* START *

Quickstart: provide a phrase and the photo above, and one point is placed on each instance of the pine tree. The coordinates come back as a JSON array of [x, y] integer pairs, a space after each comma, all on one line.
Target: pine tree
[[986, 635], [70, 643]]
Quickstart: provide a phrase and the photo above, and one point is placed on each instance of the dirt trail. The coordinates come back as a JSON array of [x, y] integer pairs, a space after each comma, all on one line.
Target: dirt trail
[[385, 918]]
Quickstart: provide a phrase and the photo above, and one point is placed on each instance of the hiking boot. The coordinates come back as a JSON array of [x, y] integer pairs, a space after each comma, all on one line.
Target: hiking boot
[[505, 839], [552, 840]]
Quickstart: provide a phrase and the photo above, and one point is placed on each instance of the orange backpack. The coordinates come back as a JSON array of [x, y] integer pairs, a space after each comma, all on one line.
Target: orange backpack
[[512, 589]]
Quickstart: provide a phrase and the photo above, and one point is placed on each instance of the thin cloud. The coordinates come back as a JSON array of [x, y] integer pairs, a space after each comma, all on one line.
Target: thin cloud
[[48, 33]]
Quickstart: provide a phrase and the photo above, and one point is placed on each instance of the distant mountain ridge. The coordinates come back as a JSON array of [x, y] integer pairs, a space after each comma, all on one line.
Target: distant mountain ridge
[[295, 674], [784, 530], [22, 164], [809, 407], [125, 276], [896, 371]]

* END *

:: Stated task ::
Copy every line of the material above word for word, changing nothing.

:: Completed exercise ::
Quickstart: provide a phrase and the photo above, and one point is placed on each instance of the pine tree. The coordinates come back as a JSON array of [x, y] integer pairs, a space after each comma, all on one line.
Target: pine tree
[[986, 635], [70, 643]]
Quickstart: provide a phrase and the photo above, and one point is placed on each instance of the dirt trail. The coordinates come back as a JSON array of [x, y] integer pairs, a space after each comma, all on one line.
Target: dirt trail
[[385, 918]]
Quickstart: provide a phrase and the photo above, and one point is placed on each instance of the hiking boot. The coordinates come back as a JSON array of [x, y] integer pairs, a space after each comma, all on one line.
Target: hiking boot
[[505, 839], [552, 840]]
Quickstart: provide a phrase and the photo above, and one point is placed on each instance of the orange backpack. The coordinates come back as a JSON array of [x, y] integer pairs, a space after each comma, all on one line.
Target: orange backpack
[[512, 589]]
Quickstart: provide a phrase and the photo above, and one point is placed on each instance of the thin cloud. The coordinates come back as a JSON array of [x, y] integer pairs, a space after each comma, all on one line.
Target: thin cloud
[[48, 33]]
Quickstart: provide a phrase and the photo above, and one point is placed on each instance of the distant mountain ridge. The coordinates come back as a JSON array of [x, y] integer pairs, a space after each comma, all on one line.
Target: distant mountain ridge
[[295, 674], [784, 530], [22, 164], [809, 407], [125, 276], [896, 371]]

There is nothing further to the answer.